• _Problem description_:
Quote every line of the material beneath this one.

• _Stored data_:
========
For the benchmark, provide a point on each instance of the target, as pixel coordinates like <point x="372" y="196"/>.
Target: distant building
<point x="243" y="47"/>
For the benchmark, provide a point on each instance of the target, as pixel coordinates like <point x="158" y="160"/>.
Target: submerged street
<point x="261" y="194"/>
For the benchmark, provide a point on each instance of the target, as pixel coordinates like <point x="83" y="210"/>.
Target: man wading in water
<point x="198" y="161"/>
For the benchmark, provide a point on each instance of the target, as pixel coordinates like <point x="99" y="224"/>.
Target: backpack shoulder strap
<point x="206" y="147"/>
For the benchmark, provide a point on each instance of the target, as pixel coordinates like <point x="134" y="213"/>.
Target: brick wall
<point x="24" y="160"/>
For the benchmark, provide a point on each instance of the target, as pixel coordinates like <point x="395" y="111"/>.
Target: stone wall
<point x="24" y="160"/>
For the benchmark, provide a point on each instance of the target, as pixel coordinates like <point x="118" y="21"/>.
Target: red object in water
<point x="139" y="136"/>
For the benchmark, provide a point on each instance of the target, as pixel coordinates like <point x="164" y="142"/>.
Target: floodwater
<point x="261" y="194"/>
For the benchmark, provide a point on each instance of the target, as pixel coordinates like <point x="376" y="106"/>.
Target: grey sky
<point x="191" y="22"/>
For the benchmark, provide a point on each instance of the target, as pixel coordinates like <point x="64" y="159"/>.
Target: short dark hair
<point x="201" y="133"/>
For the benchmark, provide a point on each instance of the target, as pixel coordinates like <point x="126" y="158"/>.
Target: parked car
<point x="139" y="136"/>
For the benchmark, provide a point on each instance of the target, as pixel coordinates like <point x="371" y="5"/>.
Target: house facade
========
• _Exercise response_:
For the benchmark, provide a point on each instance of the target, as pixel coordinates like <point x="372" y="196"/>.
Target: distant building
<point x="243" y="47"/>
For the benchmark, provide a point on each instance of the target, as pixel coordinates like <point x="158" y="160"/>.
Target: submerged street
<point x="261" y="194"/>
For the benchmark, provide a point on each instance of the target, as pixel coordinates like <point x="83" y="210"/>.
Target: man wading in water
<point x="198" y="161"/>
For the benchmark, provide a point on each instance of the target, as pixel coordinates like <point x="99" y="224"/>.
Target: backpack shoulder strap
<point x="206" y="147"/>
For the benchmark, provide a point on each instance of the target, as pixel coordinates like <point x="134" y="213"/>.
Target: brick wall
<point x="24" y="160"/>
For the benchmark, provide a point on each instance of the target, as pixel coordinates like <point x="395" y="111"/>.
Target: stone wall
<point x="24" y="160"/>
For the benchmark, provide a point on each instance of the target, as pixel coordinates like <point x="118" y="21"/>.
Target: red object in water
<point x="139" y="136"/>
For the benchmark, provide a point on each instance of the target, as pixel coordinates like <point x="164" y="142"/>.
Target: floodwater
<point x="261" y="194"/>
For the benchmark, provide a point on each instance of the target, as pixel coordinates like <point x="376" y="106"/>.
Target: grey sky
<point x="191" y="22"/>
For the benchmark, provide a point on each instance of the target, as pixel coordinates like <point x="64" y="159"/>.
Target: short dark hair
<point x="201" y="133"/>
For the benchmark, provide a point on each instance of the target, as pixel coordinates like <point x="126" y="158"/>.
Target: parked car
<point x="139" y="136"/>
For the benchmark, provide a point on each instance of the target, as pixel coordinates like <point x="371" y="5"/>.
Target: house facade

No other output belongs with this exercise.